• Document section:
--- START ---

Health Benefits Terminology… Explained!

Deductible… coinsurance… out-of-pocket. What do these terms mean? More importantly, how do these terms impact what you’ll pay for health care?

To understand how your insurance company covers your claims and determine what you will owe to your healthcare provider, it can be helpful to first understand these terms.

Health Insurance: Arrangement with an insurance company to help protect you from the high costs of health care and improve access to health care services. Health insurance works by spreading the cost of care among large groups of people. Insurance premiums paid by one person help pay for the care of others.

Deductible: Amount you owe for health care services each year before the insurance company begins to pay.

Embedded deductible: Embedded deductibles have two components: individual deductibles for each family member and a combined family deductible. When a family member meets his or her individual deductible, the insurance company will begin paying according to the plan’s coverage for that
member. When the total amount the family has paid towards individual deductibles reaches the family deductible, the insurance company will then begin paying according to the plan’s coverage for all family members.

--- END ---

• What you need to do:
Reproduce the portion of the health benefits terminology guide above between "Health Benefits Terminology…" and "for health care?", inclusive.

Data records:
--- START ---

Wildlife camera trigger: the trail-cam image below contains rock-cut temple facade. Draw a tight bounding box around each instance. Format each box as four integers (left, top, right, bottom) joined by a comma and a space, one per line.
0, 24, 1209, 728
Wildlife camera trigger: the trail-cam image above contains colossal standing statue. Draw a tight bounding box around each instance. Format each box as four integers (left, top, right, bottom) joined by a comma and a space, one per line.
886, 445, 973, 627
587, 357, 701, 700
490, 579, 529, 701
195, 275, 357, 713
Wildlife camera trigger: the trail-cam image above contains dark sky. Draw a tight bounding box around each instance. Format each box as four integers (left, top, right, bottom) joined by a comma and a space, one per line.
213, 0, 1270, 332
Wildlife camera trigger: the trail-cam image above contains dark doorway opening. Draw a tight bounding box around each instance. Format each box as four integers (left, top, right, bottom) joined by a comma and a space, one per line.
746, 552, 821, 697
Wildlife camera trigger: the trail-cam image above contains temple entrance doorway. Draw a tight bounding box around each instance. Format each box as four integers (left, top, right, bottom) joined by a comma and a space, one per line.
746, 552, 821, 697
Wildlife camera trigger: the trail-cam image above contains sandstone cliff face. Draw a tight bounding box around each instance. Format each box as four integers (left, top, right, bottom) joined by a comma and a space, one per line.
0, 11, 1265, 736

--- END ---

• Exercise response:
Health Benefits Terminology… Explained!

Deductible… coinsurance… out-of-pocket. What do these terms mean? More importantly, how do these terms impact what you’ll pay for health care?